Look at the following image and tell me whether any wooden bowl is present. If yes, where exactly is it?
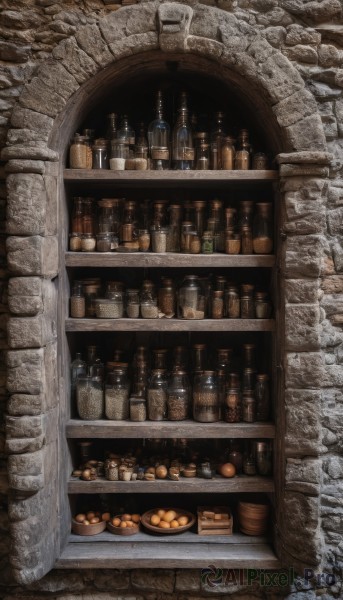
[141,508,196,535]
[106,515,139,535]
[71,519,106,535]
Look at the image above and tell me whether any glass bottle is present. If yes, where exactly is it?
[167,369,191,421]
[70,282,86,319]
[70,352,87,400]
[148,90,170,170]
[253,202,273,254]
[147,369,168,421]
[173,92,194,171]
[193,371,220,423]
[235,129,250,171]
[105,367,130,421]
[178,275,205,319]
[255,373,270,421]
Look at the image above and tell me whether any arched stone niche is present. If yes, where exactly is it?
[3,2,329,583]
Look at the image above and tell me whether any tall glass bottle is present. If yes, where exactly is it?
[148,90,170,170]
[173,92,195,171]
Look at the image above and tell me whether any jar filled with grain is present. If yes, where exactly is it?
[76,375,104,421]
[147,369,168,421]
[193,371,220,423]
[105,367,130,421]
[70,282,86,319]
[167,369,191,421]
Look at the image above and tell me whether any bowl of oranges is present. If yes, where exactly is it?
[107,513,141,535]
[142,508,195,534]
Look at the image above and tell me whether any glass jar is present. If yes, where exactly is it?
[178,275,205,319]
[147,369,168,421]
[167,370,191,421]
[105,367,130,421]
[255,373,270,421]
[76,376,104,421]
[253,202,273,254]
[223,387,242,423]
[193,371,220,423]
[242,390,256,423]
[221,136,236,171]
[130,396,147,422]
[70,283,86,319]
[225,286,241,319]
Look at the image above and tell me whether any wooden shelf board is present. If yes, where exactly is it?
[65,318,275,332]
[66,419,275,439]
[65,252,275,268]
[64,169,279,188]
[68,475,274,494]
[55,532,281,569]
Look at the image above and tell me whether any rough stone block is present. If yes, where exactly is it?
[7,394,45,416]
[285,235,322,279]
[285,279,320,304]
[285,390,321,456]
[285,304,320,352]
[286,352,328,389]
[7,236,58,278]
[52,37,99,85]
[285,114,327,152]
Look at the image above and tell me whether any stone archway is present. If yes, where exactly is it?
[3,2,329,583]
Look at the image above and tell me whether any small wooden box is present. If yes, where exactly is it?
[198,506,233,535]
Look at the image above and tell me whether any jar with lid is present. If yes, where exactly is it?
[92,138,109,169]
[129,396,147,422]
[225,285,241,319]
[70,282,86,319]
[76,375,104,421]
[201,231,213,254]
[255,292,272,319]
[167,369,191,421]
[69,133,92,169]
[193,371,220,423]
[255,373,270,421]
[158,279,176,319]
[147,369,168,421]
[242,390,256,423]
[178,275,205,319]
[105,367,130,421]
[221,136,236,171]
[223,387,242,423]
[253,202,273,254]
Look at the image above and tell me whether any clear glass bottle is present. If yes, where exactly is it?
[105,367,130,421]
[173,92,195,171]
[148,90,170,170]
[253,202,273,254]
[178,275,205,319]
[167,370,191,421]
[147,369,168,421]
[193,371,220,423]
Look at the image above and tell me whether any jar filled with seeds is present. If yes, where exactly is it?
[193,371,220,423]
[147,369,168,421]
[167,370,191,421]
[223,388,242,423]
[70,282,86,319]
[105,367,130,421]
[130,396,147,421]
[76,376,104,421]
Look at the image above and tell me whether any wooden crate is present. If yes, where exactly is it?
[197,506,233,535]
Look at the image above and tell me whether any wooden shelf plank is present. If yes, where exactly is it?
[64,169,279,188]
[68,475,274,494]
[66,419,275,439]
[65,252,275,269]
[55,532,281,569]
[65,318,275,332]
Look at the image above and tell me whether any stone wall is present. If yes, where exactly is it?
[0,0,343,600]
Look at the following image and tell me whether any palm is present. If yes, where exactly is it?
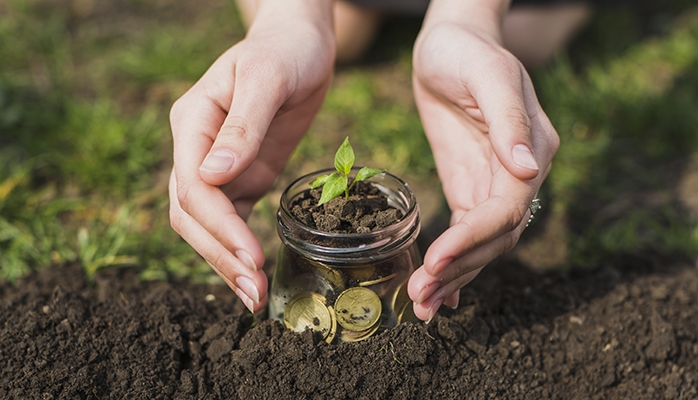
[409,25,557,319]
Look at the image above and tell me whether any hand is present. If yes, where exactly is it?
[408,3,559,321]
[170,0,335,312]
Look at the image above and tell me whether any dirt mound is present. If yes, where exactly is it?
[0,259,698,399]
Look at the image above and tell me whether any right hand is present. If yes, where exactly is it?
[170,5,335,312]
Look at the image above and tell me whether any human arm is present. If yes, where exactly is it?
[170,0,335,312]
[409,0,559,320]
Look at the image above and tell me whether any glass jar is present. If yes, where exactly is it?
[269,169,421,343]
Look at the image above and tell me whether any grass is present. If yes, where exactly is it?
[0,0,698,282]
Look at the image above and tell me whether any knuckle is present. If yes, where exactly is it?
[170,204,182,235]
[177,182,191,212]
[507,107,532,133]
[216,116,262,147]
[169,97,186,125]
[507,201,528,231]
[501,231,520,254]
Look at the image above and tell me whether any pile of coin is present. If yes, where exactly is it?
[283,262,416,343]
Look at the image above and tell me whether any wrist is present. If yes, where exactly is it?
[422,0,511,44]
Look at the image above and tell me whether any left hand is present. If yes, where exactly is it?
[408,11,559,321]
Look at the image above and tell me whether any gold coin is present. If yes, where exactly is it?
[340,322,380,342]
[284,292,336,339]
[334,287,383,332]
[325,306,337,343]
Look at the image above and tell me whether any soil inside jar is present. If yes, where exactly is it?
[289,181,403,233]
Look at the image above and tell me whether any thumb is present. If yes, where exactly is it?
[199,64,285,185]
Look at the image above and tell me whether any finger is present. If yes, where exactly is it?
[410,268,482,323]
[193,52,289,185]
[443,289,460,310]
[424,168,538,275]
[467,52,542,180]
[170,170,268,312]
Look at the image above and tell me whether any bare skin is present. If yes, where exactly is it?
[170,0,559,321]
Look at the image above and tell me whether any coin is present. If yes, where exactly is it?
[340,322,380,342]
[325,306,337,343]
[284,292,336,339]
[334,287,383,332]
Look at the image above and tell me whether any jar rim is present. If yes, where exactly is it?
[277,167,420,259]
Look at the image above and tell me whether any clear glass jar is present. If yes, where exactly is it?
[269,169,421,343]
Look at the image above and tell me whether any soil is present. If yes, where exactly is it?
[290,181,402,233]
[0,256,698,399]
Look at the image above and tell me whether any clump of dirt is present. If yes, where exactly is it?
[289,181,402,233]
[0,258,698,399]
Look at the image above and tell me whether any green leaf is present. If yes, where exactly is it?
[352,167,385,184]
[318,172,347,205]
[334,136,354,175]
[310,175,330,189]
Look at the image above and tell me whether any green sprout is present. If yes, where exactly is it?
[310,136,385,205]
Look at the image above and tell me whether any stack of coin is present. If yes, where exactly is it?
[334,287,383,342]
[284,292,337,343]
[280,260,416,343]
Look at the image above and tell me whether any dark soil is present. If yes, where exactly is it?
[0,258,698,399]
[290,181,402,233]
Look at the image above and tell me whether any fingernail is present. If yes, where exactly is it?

_ _ _ _

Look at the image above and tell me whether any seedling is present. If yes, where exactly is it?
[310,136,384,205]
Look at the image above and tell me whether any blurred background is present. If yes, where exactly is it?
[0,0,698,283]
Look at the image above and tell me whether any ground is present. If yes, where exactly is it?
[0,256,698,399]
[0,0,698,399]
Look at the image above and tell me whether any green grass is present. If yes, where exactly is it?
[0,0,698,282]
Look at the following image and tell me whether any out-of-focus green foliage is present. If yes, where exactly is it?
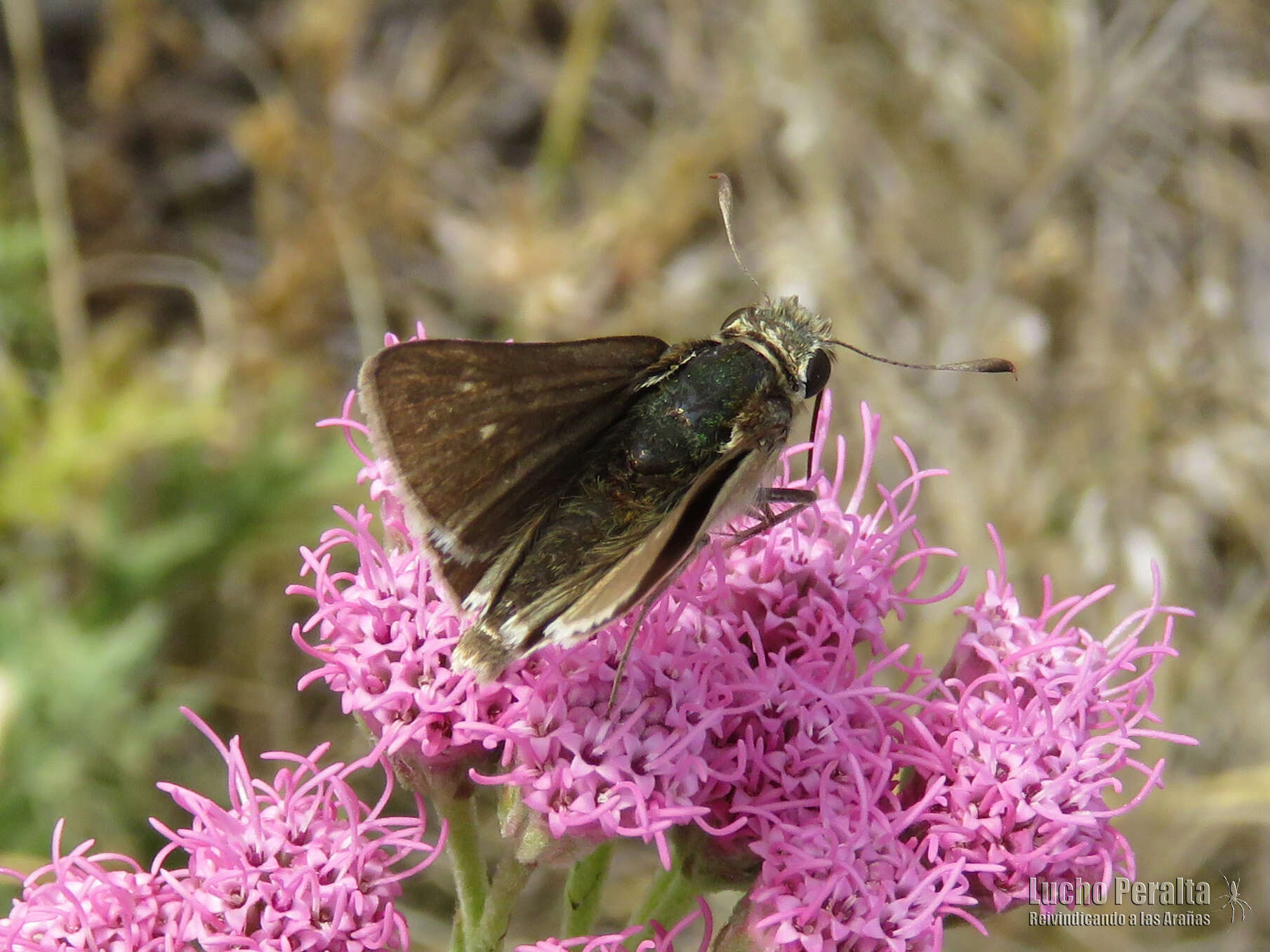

_ _ _ _

» **TASK DIRECTIONS**
Rewrite the entries from the line containing "Look at the image above and tell me whether any pile" through the line containing "[408,11,559,321]", replacing "pile of coin" with "heap of coins" and leaving everything else unchanged.

» **SOLUTION**
Look at the image above and tell me whether any heap of coins is present. If yes, where exactly is it?
[283,262,416,343]
Look at the image above and tell me whether any wrist is present. If yes, where exactly is it?
[422,0,511,44]
Look at the image above and tell me whether any left hand is present. If yes, where exactly is it?
[408,11,559,321]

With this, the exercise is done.